» TEXT:

^^^^

Pater Dr. Emmanuel Savariaradimai SAC

Wir haben die Kinder aus dem Steinbruch geholt

Auf die Erfolge der Pallottiner in Madurai, im indischen Bundesstaat Tamil Nadu, kann er zu Recht stolz sein: „Heute arbeitet kein Kind im Steinbruch. Die armen Familien – auch Eltern, die heute noch im Steinbruch arbeiten – schicken ihre Kinder auf unsere Schulen. Am Anfang werden die Kinder in unserem Kindergarten gefördert, dann in der Grundschule und später ist sogar ein Abiturabschluss möglich. Vier Jahrgänge konnten an unserem Gymnasium bereits ihren höheren Abschluss machen. Die Eltern sind stolz auf ihre Kinder, die Englisch sprechen können und eine Schuluniform besitzen. Das war nicht immer so. Wir mussten am Anfang viel Überzeugungsarbeit leisten, da die Angehörigen der unteren Kasten dachten, Bildung sei nur etwas für Reiche bzw. nur für höhere Kasten.“

The missing girls
Ein grausames Phänomen, das den Pallottinern früher großes Kopfzerbrechen bereitet hat, gibt es in der Region um Madurai Gott sei Dank auch nicht mehr. Nach der Geburt wurden von den Familien viele Mädchen getötet. In den ersten Grundschulklassen waren es 20 Jungen und höchstens 10 Mädchen. Dafür war die Region damals berüchtigt. Die Mitbrüder redeten mit den Familien, schickten Frauen als Beraterinnen in die Dörfer, präsentierten die Themen bei Schulveranstaltungen auf der Bühne. Gleichzeitig wurden die Gesetze strenger. Beispielsweise ist es Ärztinnen bei Strafandrohung verboten, den Eltern bei Ultraschalluntersuchungen zu verraten, welches Geschlecht ihr Kind haben wird. Heute ist der Anteil von Jungen und Mädchen an den Schulen der Pallottiner ausgeglichen.

^^^^

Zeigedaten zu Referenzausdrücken
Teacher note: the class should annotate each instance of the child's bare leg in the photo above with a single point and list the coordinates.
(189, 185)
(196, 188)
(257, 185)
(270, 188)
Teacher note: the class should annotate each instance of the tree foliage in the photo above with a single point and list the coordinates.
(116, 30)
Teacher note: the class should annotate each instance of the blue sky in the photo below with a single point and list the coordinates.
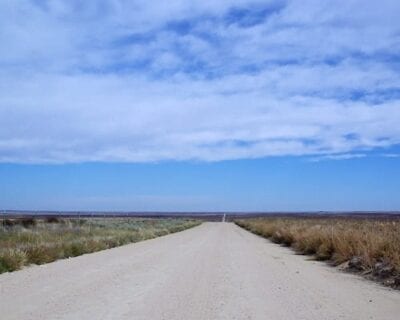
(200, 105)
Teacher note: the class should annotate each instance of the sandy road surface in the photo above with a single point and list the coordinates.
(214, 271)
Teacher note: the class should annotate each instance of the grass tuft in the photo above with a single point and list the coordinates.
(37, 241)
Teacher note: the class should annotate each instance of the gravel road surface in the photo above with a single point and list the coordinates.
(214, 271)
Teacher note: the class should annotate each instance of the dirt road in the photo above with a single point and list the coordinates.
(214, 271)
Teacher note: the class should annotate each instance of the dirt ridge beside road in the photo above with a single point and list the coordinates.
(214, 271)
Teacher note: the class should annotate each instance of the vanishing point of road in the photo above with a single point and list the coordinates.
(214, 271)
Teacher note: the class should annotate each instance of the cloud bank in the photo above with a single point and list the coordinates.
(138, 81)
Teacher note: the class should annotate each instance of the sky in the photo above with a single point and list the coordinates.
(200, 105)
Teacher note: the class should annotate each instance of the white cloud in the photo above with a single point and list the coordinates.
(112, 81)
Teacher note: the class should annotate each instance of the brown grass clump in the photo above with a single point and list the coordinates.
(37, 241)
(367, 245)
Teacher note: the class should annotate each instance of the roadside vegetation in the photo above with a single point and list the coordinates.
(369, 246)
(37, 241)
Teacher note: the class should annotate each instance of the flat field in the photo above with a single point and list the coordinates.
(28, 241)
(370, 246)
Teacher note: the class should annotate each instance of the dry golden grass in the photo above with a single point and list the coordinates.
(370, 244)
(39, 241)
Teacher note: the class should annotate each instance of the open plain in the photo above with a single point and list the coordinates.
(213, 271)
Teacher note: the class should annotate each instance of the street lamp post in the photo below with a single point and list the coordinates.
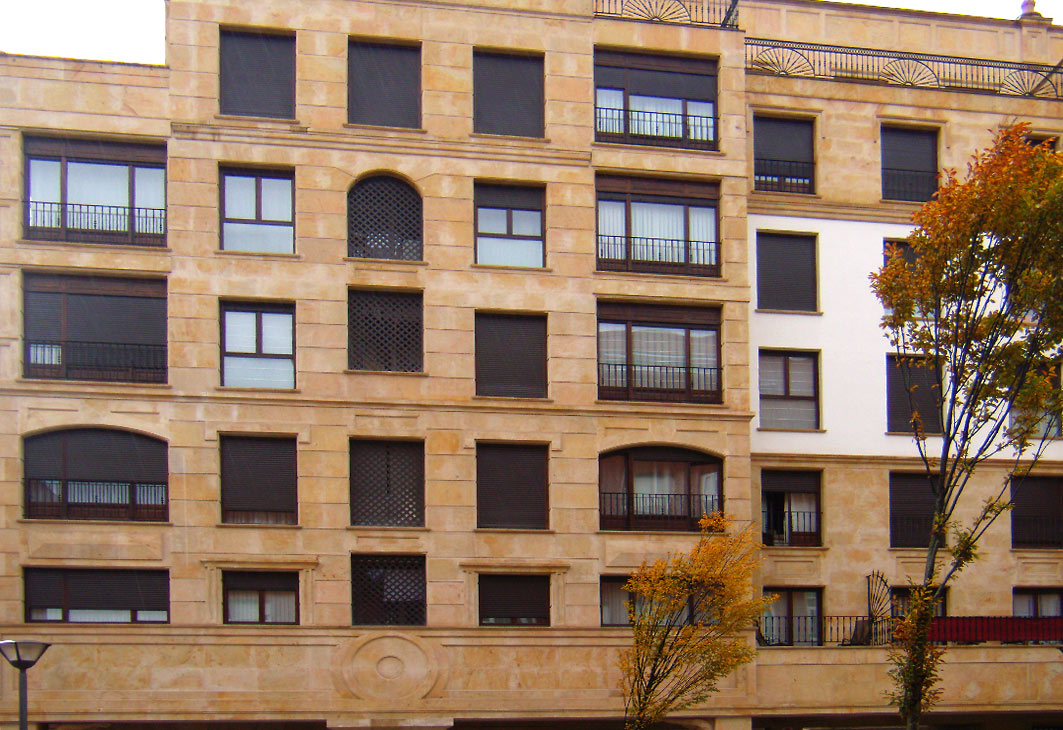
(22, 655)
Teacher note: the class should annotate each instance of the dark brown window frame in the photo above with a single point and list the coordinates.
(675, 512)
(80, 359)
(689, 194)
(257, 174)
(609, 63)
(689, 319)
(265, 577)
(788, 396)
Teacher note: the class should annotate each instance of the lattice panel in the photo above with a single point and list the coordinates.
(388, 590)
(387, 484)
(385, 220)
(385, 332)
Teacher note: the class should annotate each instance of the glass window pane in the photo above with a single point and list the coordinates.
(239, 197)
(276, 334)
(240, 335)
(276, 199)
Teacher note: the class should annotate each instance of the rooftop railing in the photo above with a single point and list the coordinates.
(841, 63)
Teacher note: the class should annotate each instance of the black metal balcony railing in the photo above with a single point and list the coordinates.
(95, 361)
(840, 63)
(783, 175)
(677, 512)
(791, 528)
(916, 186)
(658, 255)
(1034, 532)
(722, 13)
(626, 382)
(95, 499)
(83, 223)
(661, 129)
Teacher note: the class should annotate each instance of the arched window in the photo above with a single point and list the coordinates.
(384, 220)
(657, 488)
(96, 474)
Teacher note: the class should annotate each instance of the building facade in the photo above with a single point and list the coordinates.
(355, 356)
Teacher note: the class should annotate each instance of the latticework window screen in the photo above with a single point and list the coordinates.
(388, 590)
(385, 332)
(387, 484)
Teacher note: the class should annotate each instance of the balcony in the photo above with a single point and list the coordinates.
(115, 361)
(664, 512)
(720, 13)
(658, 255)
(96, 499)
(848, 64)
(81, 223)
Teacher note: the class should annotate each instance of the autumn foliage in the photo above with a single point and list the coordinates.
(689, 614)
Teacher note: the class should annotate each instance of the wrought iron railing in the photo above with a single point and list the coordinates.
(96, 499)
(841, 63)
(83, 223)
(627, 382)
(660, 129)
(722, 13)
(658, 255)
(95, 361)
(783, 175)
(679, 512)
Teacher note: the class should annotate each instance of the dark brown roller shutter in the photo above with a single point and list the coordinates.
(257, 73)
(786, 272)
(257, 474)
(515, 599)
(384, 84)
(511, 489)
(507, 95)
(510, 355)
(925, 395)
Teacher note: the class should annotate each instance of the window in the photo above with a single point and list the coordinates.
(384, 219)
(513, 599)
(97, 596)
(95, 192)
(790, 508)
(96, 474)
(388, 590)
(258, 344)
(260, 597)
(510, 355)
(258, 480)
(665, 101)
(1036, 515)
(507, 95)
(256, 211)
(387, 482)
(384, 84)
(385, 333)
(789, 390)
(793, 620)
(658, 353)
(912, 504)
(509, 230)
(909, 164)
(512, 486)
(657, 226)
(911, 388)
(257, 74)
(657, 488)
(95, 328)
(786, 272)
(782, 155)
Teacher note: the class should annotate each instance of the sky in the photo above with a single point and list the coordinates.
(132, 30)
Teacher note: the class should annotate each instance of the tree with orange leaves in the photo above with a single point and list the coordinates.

^^^^

» ARBEITSAUFTRAG 1: Wie viele Jahrgänge haben laut dem Text über die Pallottiner in Madurai bereits an deren Gymnasium ihren höheren Abschluss gemacht?
» ARBEITSAUFTRAG 2: Setze den Text über die Pallottiner in Madurai nach seinem letzten Satz fort.

» ANTWORTFELD 1: Vier Jahrgänge.

» ANTWORTFELD 2:
Kinderehen gibt es nicht mehr
Heute gehen auch die Mädchen der armen Familien in die Schule und werden nicht schon nach der ersten Monatsblutung verheiratet. Trotzdem werden Mädchen für europäische Verhältnisse manchmal sehr jung schwanger und haben daher keinen Schulabschluss oder keine Ausbildung. „Wir bieten jungen Frauen in unserer Nähschule eine Ausbildung zur Näherin, damit Sie ein eigenes Einkommen erzielen können. Auch die Erstausstattung für ihr kleines ‚Start-up‘ bekommen sie von uns“, erzählt Pater Emmanuel stolz. Da die Regierung jüngst angeordnet hat, dass außerschulische Aktivitäten nicht mehr in Schulräumen stattfinden dürfen, baut die kleine Gemeinschaft jetzt nebenan einen eigenen Saal für die Frauen, die mittlerweile auch aus der weiteren Umgebung zu den Pallottinern kommen.

Bildung muss konkret werden
Im eigenen Programm des Bildungshauses bieten die Pallottiner Vorträge und Wochenendseminare an. Daneben wird das Haus von staatlichen und gemeinnützigen Organisationen als Schulungszentrum genutzt. Ob es auch kritische Themen gibt? Pater Emmanuel lächelt, dann sagt er nachdenklich: „Wir indischen Christen sind eine Minderheit in unserem Land. Unsere Arbeit ist nur deshalb erfolgreich, weil wir mit der Mehrheit offen und fair zusammenarbeiten. Natürlich gibt es in unserem Seminarprogramm auch aktuelle Reizthemen, beispielsweise aus den Themenbereichen Umweltschutz, Naturschutz, Menschenrechte, Unterdrückung von Frauen bzw. Frauenrechte. Teilweise bekommen wir in den Seminaren Besuch vom Intelligence Service, einem Art Bundesnachrichtendienst. Die Agenten verfassen Protokolle für die Behörden. Sie sind übrigens meist sehr nett.“

Erfahrungsgemäß werden die Seminare nur dann voll, wenn sie „handfeste Themen“ behandeln, die mit dem Alltag der Leute etwas zu tun haben, wie Trinkwasserknappheit oder lokale Umweltprobleme.

PILLAR ist eine Marke mit Zukunft
Kindergarten, Grundschule, weiterführende Schule, Nähschule und Bildungshaus befinden sich unter einem gemeinsamen Dach, dem PILLAR-Center. Das Wort PILLAR kennen alle in Madurai, es ist die Abkürzung für Pallotti Institute of Lay Leadership Animation and Research. Die dazugehörigen Einrichtungen haben einen guten Ruf.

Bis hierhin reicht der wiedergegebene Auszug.